* **Selection**
In our previous blog post, we discussed the possibility of the builder you’re working for becoming insolvent. In particular, we talked about reducing the risk of being caught out and not getting paid for the work you’ve done.
Unfortunately, a builder may not even realise they’re in financial trouble until it’s too late. And even if they do know, they may try to keep it a secret for as long as possible.
So what should you do if you do get caught out?
If you don’t get paid
You’ve sent through your invoice, but it hasn’t been paid. Here are a few things you can try.
Send a friendly reminder
As you know, a building project generates a lot of paperwork. And your invoice may be at the bottom of the pile. So send them a reminder, and maybe re-send the invoice while you’re at it.
Give them a call
If they’ve received your invoice but aren’t paying it, chances are it’s because:
- there’s a dispute
- they can’t pay it.
Either way, it’s something you should find out.
Enter a payment arrangement.
Naturally, you want your invoice paid in full. But getting at least some of the money helps maintain your cash flow and reduce the outstanding amount, which is better than nothing.
However, putting off taking any action for a payment arrangement can limit your BCIPA or subcontractor’s charge rights. So you need to balance the payment arrangement’s timeframe with the rights you want to keep if you don’t get paid.
Seek adjudication under the BCIPA process
An adjudicator confirming you’re owed a debt is equivalent to a judgement owed by the debtor. But it’s worth talking to a lawyer when it happens, as you need to observe specific timeframes to comply with the BCIPA process.
Consider reporting your unpaid debt to the QBCC
When the QBCC receives a ‘monies owed’ complaint, they’ll ask the builder to show cause. The builder may have their licence suspended, forcing them to stop all work and perhaps enter liquidation. But remember: liquidation will have serious consequences for the builder’s ability to recover money its owed by principals, so consider whether it will actually help you get paid.
Issue a subcontractor’s charge
A subcontractor’s charge secures your debt over any money the principal/developer owes the builder. It means the principal/developer will have to pay your debt first, with the builder getting whatever’s left.
Subcontractor’s charges are easy to get wrong , so you should get help from a specialised building and construction lawyer. However, there are two things you need to know:
- You need to serve the charge within three months of completing the work.
- You need to file court proceedings within one month of serving the charge.
Issue a statutory demand
If your debt isn’t disputed, you can have your lawyer issue a statutory demand. Cheaper and faster than filing court proceedings to seek a judgement, this option gives your client 21 days to pay their debt. And if they don’t pay within that period they’re presumed insolvent, at which point you can start winding up proceedings against them.

* **Job A**
In the guide on unpaid builder invoices, how many days does a statutory demand give the client to pay their debt?
* **Job B**
Do these statements agree with the guide on unpaid builder invoices? Answer yes or no for each, and quote the words of the guide that decide it. (i) A subcontractor's charge must be served within three months of completing the work. (ii) Court proceedings for a subcontractor's charge must be filed within two months of serving the charge. (iii) A statutory demand costs more than filing court proceedings to seek a judgement.
* **Job C**
Carry on the guide on unpaid builder invoices from its last sentence.

* **Provided information**
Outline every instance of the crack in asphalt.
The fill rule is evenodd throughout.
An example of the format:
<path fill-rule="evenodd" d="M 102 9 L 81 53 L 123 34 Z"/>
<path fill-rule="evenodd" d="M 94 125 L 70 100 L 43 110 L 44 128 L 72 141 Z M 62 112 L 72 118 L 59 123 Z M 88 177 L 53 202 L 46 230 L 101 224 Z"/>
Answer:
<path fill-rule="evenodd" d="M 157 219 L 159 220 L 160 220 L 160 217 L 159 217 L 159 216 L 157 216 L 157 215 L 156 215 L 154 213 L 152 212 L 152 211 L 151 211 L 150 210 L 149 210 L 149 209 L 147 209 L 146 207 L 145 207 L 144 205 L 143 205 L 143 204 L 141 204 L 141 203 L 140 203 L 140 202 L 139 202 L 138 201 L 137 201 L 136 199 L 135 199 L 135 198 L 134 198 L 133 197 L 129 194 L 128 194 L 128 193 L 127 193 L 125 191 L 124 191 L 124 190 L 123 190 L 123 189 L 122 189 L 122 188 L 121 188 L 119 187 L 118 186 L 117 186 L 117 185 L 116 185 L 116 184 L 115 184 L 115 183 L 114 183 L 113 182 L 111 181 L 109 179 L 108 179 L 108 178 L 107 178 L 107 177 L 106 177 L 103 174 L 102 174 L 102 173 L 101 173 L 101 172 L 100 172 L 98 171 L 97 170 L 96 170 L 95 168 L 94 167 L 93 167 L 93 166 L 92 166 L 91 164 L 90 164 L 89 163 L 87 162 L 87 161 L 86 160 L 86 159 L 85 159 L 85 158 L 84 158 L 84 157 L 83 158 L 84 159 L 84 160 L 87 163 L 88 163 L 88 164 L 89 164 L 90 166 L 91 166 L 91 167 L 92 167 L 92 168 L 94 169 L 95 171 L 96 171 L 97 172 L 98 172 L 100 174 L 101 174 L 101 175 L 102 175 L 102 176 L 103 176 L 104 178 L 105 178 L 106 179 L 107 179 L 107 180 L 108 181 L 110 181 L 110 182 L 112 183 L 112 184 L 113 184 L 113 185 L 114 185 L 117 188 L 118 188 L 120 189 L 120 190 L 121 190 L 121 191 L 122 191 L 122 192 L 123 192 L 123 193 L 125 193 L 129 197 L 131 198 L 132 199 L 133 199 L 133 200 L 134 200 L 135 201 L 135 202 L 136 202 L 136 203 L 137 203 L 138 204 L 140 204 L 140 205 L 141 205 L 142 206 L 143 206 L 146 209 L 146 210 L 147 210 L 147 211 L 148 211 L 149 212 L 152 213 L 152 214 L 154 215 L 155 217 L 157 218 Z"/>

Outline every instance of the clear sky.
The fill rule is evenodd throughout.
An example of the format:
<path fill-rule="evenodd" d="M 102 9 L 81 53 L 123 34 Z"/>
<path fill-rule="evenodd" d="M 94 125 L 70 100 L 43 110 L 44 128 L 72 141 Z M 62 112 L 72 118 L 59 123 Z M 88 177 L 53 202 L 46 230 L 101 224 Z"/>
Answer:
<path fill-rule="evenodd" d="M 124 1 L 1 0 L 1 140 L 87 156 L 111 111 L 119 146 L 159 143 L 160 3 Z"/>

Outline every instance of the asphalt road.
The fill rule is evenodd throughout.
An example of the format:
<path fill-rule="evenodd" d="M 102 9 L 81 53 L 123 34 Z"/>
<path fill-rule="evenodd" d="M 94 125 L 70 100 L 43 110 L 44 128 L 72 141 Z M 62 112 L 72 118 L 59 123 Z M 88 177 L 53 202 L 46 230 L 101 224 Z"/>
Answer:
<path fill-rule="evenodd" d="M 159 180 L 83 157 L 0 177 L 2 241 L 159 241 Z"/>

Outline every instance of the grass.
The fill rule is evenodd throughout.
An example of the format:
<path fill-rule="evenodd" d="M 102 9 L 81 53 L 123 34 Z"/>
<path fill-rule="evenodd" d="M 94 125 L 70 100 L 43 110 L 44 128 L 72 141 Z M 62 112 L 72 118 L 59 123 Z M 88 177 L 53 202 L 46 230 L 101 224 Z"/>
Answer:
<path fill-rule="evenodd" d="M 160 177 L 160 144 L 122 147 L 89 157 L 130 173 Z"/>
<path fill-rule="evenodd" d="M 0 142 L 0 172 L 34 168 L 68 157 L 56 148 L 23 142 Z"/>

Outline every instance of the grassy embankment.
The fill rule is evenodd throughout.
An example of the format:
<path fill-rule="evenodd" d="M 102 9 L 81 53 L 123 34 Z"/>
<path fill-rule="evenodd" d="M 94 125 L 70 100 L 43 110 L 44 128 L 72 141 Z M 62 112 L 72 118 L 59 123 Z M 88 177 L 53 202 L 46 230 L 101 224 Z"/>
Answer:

* **Expected output A**
21 days.

* **Expected output B**
(i) Yes: "You need to serve the charge within three months of completing the work."
(ii) No: "You need to file court proceedings within one month of serving the charge."
(iii) No: "Cheaper and faster than filing court proceedings to seek a judgement"

* **Expected output C**
File a claim to seek judgement
If your debt is disputed you’ll need to file a court claim to seek a judgement, which can then be used to start winding up proceedings against your client. However, returns to unsecured creditors during a liquidation are limited at best, so you should consider whether filing a claim will help you get paid. Don’t return to the site or supply materials on account without some payment
The builder may promise you all sorts of things to keep you on the site. But promises don’t pay the bills, and the last thing you want is to be out of pocket for the benefit of the builder or principal.
If the builder can’t pay you, maybe the developer can. After all, it’s in their best interests to get you back onsite, so ask them to pay at least some of your debt before you do any more work.
Stabilise your own cashflow
If your own business is struggling to pay its expenses and has unpaid or outstanding customer invoices, you may be able to quickly access funds with debtor finance. You can choose to finance some or all unpaid invoices, and for subcontractors you need a financier that will fund progress claims, and credit insurance is sometimes also included for extra. Lee Trego of Scottish Pacific specialises in debtor finance facilities for the construction industry.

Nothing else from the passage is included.